**SET TASK:** Repeat each line exactly, leaving nothing out.

Point annotation records:
▬▬▬▬▬▬
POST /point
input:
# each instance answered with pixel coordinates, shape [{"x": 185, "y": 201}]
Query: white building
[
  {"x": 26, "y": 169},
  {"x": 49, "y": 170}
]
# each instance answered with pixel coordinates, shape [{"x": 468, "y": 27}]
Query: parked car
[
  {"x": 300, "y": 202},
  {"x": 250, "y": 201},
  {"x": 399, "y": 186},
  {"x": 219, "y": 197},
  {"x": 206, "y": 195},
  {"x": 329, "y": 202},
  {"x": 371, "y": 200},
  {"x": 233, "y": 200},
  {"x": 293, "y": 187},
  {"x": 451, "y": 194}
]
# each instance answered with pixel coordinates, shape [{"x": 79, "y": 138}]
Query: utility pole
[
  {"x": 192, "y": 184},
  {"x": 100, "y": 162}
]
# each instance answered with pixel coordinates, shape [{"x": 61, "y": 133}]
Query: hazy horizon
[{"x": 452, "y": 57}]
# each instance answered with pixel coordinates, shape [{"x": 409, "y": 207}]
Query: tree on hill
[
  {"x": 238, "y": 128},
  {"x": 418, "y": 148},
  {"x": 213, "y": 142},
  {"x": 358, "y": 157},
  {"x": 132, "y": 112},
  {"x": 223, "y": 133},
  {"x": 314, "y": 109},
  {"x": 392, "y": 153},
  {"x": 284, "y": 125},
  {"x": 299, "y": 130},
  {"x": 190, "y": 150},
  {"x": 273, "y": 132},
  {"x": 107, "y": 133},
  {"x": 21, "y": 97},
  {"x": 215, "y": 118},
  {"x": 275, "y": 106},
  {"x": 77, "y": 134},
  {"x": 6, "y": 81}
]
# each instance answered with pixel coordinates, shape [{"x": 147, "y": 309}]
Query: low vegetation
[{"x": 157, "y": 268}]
▬▬▬▬▬▬
**FULL SOLUTION:**
POST /point
input:
# each instance answered with pixel coordinates, shape [{"x": 185, "y": 201}]
Query: white building
[
  {"x": 26, "y": 169},
  {"x": 49, "y": 170}
]
# each instance answered with pixel coordinates, shape [{"x": 468, "y": 27}]
Query: parked car
[
  {"x": 300, "y": 202},
  {"x": 250, "y": 201},
  {"x": 399, "y": 186},
  {"x": 219, "y": 197},
  {"x": 206, "y": 195},
  {"x": 329, "y": 202},
  {"x": 371, "y": 200},
  {"x": 233, "y": 200},
  {"x": 293, "y": 187},
  {"x": 451, "y": 194}
]
# each instance answered with pixel coordinates, shape [{"x": 79, "y": 138}]
Query: utility pole
[
  {"x": 192, "y": 184},
  {"x": 100, "y": 162}
]
# each instance answered with pixel coordinates, shape [{"x": 61, "y": 133}]
Query: hazy horizon
[{"x": 452, "y": 57}]
# each instance answered with pixel coordinates, shape [{"x": 409, "y": 207}]
Query: tree on hill
[
  {"x": 238, "y": 128},
  {"x": 418, "y": 148},
  {"x": 213, "y": 142},
  {"x": 358, "y": 157},
  {"x": 132, "y": 112},
  {"x": 223, "y": 133},
  {"x": 314, "y": 109},
  {"x": 392, "y": 153},
  {"x": 284, "y": 125},
  {"x": 299, "y": 130},
  {"x": 190, "y": 150},
  {"x": 273, "y": 132},
  {"x": 107, "y": 133},
  {"x": 21, "y": 97},
  {"x": 215, "y": 118},
  {"x": 275, "y": 106},
  {"x": 77, "y": 134},
  {"x": 6, "y": 81}
]
# each instance answered with pixel coordinates, shape [{"x": 147, "y": 309}]
Query: low vegetation
[{"x": 157, "y": 268}]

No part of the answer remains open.